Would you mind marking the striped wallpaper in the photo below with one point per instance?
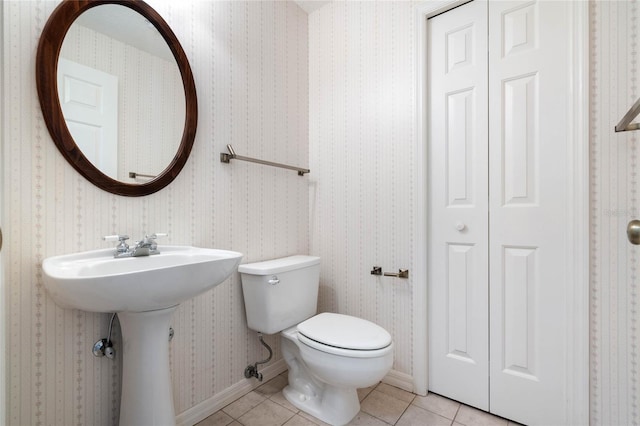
(336, 90)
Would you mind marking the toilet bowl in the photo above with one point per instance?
(323, 379)
(329, 355)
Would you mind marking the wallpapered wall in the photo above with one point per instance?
(615, 296)
(362, 131)
(250, 66)
(362, 97)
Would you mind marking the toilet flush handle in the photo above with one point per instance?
(274, 280)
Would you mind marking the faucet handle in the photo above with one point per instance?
(122, 246)
(115, 237)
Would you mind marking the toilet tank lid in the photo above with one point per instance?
(276, 266)
(344, 331)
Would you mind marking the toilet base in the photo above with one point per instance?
(336, 406)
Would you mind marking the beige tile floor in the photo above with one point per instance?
(380, 405)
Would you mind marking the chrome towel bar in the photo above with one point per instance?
(624, 124)
(227, 157)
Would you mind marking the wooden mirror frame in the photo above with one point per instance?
(47, 55)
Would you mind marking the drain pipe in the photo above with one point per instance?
(252, 370)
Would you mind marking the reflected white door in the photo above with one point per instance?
(89, 100)
(523, 240)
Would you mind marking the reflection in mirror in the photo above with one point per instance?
(121, 93)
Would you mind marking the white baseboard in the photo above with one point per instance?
(209, 406)
(399, 380)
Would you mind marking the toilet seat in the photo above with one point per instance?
(344, 335)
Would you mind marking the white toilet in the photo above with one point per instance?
(329, 355)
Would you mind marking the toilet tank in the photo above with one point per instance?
(280, 293)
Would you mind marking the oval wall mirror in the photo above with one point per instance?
(117, 94)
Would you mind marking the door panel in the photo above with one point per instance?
(528, 80)
(497, 191)
(458, 291)
(89, 100)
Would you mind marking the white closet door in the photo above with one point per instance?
(458, 200)
(528, 97)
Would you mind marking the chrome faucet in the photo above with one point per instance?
(145, 247)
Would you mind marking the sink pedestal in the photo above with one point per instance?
(146, 379)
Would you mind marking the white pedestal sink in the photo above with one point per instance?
(145, 292)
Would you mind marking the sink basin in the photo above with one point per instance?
(144, 291)
(94, 281)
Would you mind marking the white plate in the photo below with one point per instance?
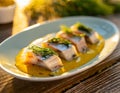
(11, 46)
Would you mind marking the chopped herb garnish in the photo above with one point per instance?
(60, 41)
(66, 29)
(44, 52)
(83, 27)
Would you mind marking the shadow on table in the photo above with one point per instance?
(21, 86)
(5, 31)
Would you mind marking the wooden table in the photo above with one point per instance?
(102, 78)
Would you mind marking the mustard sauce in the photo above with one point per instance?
(82, 59)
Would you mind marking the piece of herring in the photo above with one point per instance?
(78, 41)
(63, 47)
(90, 35)
(43, 57)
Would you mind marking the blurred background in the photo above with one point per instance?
(29, 12)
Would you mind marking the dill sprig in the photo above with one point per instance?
(44, 52)
(66, 29)
(82, 27)
(60, 41)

+-------+

Reproduce all of the data above verbatim, omitting the two pictures.

Would you mind marking the striped wallpaper in the photo below with one point per instance?
(336, 90)
Would you mind marking the toilet bowl in the photo above with one point per instance?
(323, 379)
(329, 355)
Would you mind marking the wallpapered wall in the photo above with one point per instance?
(615, 296)
(362, 131)
(250, 66)
(362, 97)
Would you mind marking the toilet flush handle in the photo above with one point per instance?
(274, 280)
Would you mind marking the faucet handle in the photo above with one point per instance?
(122, 246)
(115, 237)
Would you mind marking the toilet tank lid in the photo above with one point per instance?
(276, 266)
(344, 331)
Would you mind marking the toilet base in the photo above with one point per instance?
(336, 406)
Would you mind marking the beige tile floor in the photo above with one point per instance?
(380, 405)
Would you mind marking the chrome towel bar in the photo above with one point per instance?
(624, 124)
(227, 157)
Would you mind marking the wooden mirror frame in the photo above with one point per instance?
(47, 55)
Would you mind marking the drain pipe in the photo above with one point per instance?
(252, 370)
Would you mind marking the reflected white door in the photo above with one point per instance?
(89, 100)
(523, 240)
Would you mind marking the reflection in mirror in the photo above with one point per instance?
(121, 93)
Would you mind marking the white baseboard in the photo above with one point per instance?
(209, 406)
(399, 380)
Would you mind marking the toilet seat in the photo above with one point per instance?
(344, 335)
Would you mind marking the white toilet in the photo above with one point per instance?
(329, 355)
Would you mind marking the toilet tank in the photo above with one point per instance?
(280, 293)
Would you mind marking the oval wall mirror in the photo above with one point per instance?
(117, 94)
Would you mind marking the door panel in the photo above with one point per instance?
(528, 80)
(497, 191)
(458, 291)
(89, 100)
Would you mind marking the white closet door in the photo above with one point per instance?
(458, 200)
(528, 97)
Would you mind marking the chrome faucet in the photo above with one point per instance?
(145, 247)
Would you mind marking the sink pedestal in the photo above with one point per instance?
(146, 379)
Would you mind marking the white pedestal sink in the photo above with one point per instance?
(145, 292)
Would you mind marking the sink basin in the photo above with one point per instance?
(144, 291)
(94, 281)
Would you mind marking the white plate in the photo below with one point per instance?
(11, 46)
Would you mind marking the chopped herb garnish in the photo above with one point per instance?
(60, 41)
(66, 29)
(44, 52)
(83, 27)
Would you mind marking the shadow on table in the photo above with one point per instance?
(21, 86)
(5, 31)
Would you mind marking the wooden table in the photo above with one point per instance?
(102, 78)
Would you mind marking the mustard sauce in the photo above with one point per instance?
(82, 59)
Would you mind marking the piece of herring in the photo above with one point per instance?
(78, 41)
(63, 47)
(90, 35)
(43, 57)
Would you mind marking the blurred background in the photo above with one point per instance?
(29, 12)
Would you mind marking the dill sprig in the photo above with one point per instance?
(44, 52)
(66, 29)
(82, 27)
(60, 41)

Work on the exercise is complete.